• **INFORMATION GIVEN**:
>> start
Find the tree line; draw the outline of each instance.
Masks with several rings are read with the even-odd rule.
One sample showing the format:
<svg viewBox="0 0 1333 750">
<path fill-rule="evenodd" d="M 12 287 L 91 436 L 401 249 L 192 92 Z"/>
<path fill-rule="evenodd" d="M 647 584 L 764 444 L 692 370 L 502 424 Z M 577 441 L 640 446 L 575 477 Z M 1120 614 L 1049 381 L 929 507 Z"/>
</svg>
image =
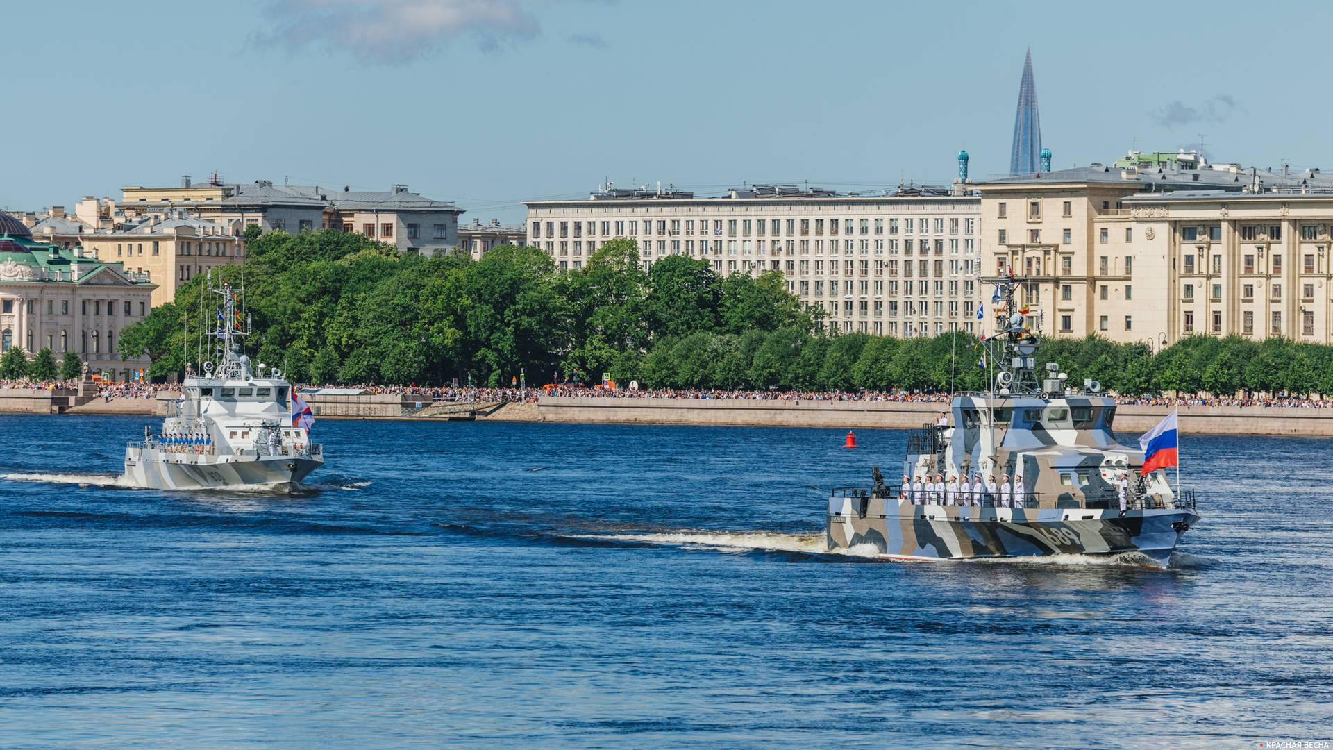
>> end
Report each line of the rows above that contains the word "fill", copying the whole line. Only matches in the same case count.

• **FINISHED TASK**:
<path fill-rule="evenodd" d="M 12 287 L 91 436 L 401 249 L 192 92 Z"/>
<path fill-rule="evenodd" d="M 647 584 L 764 444 L 692 370 L 502 424 Z M 577 441 L 640 446 L 575 477 Z M 1120 614 L 1049 381 L 929 507 Z"/>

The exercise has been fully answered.